Data excerpts:

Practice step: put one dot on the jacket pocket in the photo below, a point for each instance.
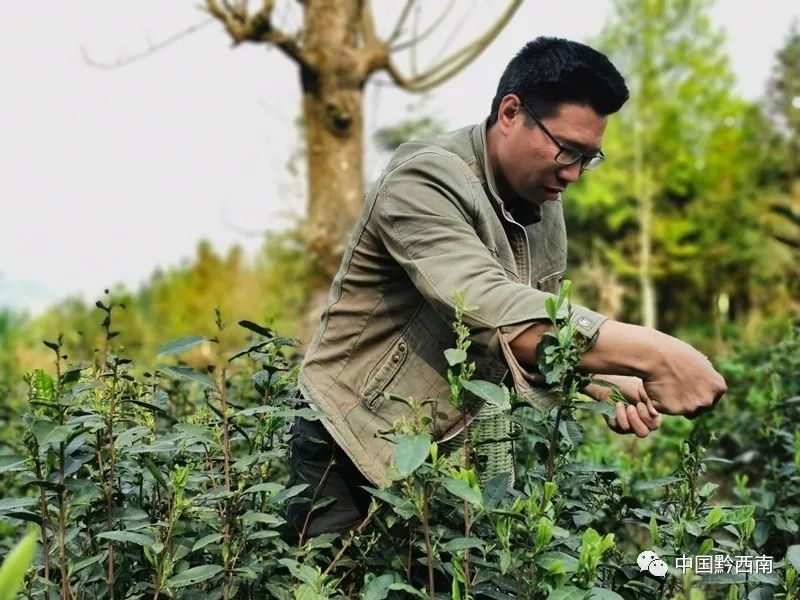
(372, 394)
(415, 367)
(550, 281)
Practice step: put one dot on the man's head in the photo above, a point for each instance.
(548, 117)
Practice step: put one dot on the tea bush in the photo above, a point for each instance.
(171, 482)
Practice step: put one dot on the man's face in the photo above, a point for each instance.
(525, 155)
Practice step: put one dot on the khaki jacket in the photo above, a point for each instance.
(432, 223)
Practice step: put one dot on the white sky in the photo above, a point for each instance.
(107, 174)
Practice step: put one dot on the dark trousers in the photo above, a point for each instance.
(334, 500)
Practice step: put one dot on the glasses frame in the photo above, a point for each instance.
(582, 157)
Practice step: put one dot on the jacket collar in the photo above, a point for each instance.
(525, 214)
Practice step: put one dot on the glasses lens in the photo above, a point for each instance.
(593, 162)
(569, 156)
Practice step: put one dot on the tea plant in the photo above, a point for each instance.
(171, 483)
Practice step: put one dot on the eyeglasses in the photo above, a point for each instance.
(566, 155)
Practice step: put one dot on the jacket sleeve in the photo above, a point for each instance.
(425, 213)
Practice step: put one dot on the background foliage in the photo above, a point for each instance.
(154, 474)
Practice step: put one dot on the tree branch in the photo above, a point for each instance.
(434, 26)
(151, 49)
(258, 27)
(457, 61)
(398, 27)
(368, 24)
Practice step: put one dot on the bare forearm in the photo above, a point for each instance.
(620, 349)
(677, 378)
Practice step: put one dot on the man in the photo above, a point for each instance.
(477, 210)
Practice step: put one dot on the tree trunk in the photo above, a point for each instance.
(644, 195)
(332, 109)
(646, 284)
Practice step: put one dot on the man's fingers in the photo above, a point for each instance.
(622, 418)
(635, 420)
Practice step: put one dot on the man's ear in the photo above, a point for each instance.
(508, 112)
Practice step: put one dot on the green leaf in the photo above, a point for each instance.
(714, 517)
(654, 483)
(737, 516)
(10, 462)
(410, 453)
(402, 506)
(88, 562)
(128, 536)
(266, 518)
(255, 328)
(270, 487)
(597, 593)
(378, 588)
(597, 407)
(495, 489)
(550, 560)
(15, 565)
(7, 504)
(491, 392)
(288, 493)
(42, 386)
(552, 310)
(462, 543)
(455, 356)
(460, 488)
(304, 573)
(404, 587)
(190, 374)
(58, 434)
(204, 541)
(793, 556)
(181, 344)
(569, 592)
(194, 575)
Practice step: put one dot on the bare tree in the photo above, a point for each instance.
(336, 50)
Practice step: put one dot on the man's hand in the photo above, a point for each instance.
(678, 379)
(639, 416)
(683, 382)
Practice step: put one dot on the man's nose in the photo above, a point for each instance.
(570, 173)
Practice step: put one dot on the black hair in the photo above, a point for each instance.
(550, 71)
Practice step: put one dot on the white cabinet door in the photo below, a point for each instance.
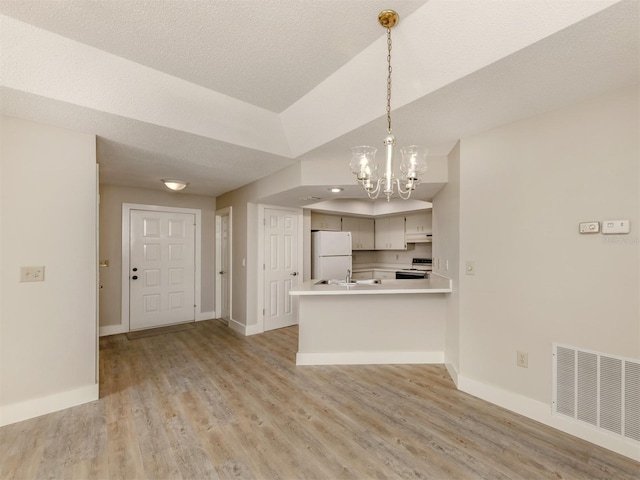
(367, 234)
(384, 274)
(389, 233)
(419, 223)
(350, 224)
(396, 233)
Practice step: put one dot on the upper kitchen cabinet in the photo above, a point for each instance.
(390, 233)
(418, 227)
(362, 232)
(321, 221)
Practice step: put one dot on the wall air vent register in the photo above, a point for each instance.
(596, 388)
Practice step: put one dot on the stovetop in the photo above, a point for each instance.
(420, 264)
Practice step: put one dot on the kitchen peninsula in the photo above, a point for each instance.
(396, 321)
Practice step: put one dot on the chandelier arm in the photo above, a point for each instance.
(389, 70)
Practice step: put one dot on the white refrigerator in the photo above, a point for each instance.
(330, 255)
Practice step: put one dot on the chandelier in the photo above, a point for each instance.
(363, 163)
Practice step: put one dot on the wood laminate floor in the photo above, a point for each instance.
(206, 403)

Work item: Quote the records above exactly, leaving out any pictures.

Response area:
Practice step: put one dot on the jacket pocket in the photo below, a point for each instance.
(372, 394)
(415, 367)
(550, 281)
Practice step: put one dot on the man's head in the photo above, a point for each instance.
(548, 117)
Practice step: put one dot on the tea bush in the photo above, a point for each instance.
(171, 482)
Practice step: put one dot on the man's face in the photo above, a point for each instance.
(525, 155)
Practice step: put one dot on the khaki jacket in the photo above, a point for each instance.
(432, 223)
Practice step: put one dot on the white sky in the photo above, a point for each instance.
(107, 174)
Practice step: put one dot on the dark trousers in the photo above, a point for each instance.
(334, 500)
Practice step: put one dot on the glasses frame in the photo above, a point for each instance.
(582, 157)
Practice step: put one dot on the jacket collar in the photo above, a point for each instance.
(525, 214)
Practice step: put one dot on the glasses lens in the photo above, a point for each instance.
(593, 162)
(569, 156)
Practice step: put one dot on the tea plant in the photo above, a point for each instance.
(171, 483)
Practice step: put one dot on the eyeglasses in the photo above, a point for each instance.
(566, 155)
Practice step: put one dot on the jacket sleeve in the photo above, a point for each instance.
(425, 213)
Practice step: put one dot on the background foliage in the photo above, a point for each instance.
(154, 474)
Practice step: put one dot on the tree branch in the photo above, a point for each instance.
(434, 26)
(151, 49)
(258, 27)
(457, 61)
(398, 27)
(368, 24)
Practice step: put one dot on the bare forearm in the photo above, a point for each instance.
(620, 349)
(677, 378)
Practice step: put one dot on the man in the photo above, a point for each instance.
(477, 210)
Practice step: put one dot on the tree trunk in the photo above, a point for each instance.
(644, 195)
(332, 109)
(646, 284)
Practice step: put one dot on the man's fingers in the photo above, a point for each instance.
(622, 418)
(635, 420)
Practice step: put one dot on the man's ear in the photo above, a point for each instance.
(508, 112)
Practice step: put one dot on the green leaf in the photo above, a point for each instance.
(714, 517)
(654, 483)
(737, 516)
(10, 462)
(410, 453)
(402, 506)
(88, 562)
(128, 536)
(266, 518)
(255, 328)
(270, 487)
(597, 593)
(378, 588)
(597, 407)
(495, 489)
(550, 560)
(15, 565)
(7, 504)
(491, 392)
(288, 493)
(42, 386)
(552, 310)
(462, 543)
(455, 356)
(460, 488)
(304, 573)
(404, 587)
(190, 374)
(58, 434)
(204, 541)
(793, 556)
(181, 344)
(569, 592)
(194, 575)
Practice step: put one dot on the bare tree in the photo above, a point for each instance.
(336, 50)
Practice step: put one dot on the man's hand in the photo above, a point for each instance.
(678, 379)
(639, 416)
(683, 382)
Practice step: put one dot on the man's nose in the photo above, a point for each instance.
(570, 173)
Practice step: put one dot on the black hair in the photo above, a point for each instance.
(550, 71)
Practice step: put one dot on the white cabinet door in the photo below, a point for each instance.
(367, 234)
(384, 274)
(389, 233)
(419, 223)
(350, 224)
(396, 233)
Practice step: put one dot on the upper kitchen cabinet in the photo above, a point for each instance.
(390, 233)
(418, 227)
(362, 232)
(321, 221)
Practice step: put one dot on the wall air vent register in the photo above, a point for each instance.
(596, 388)
Practice step: put one dot on the stovetop in the photo above, a point for each instance.
(420, 264)
Practice step: put one dot on the kitchen peninsula in the photo above, a point for each instance.
(396, 321)
Practice step: put one dot on the chandelier arm in the photo above, a point for each instance.
(389, 70)
Practice step: put one dot on the white refrigerator in the photo above, a point for each instance.
(330, 255)
Practice step: put one dot on the chandelier in the photo above, a point for each instance.
(363, 163)
Practice step: put one dot on the wood laminate floor in the photo above, a point for each instance.
(206, 403)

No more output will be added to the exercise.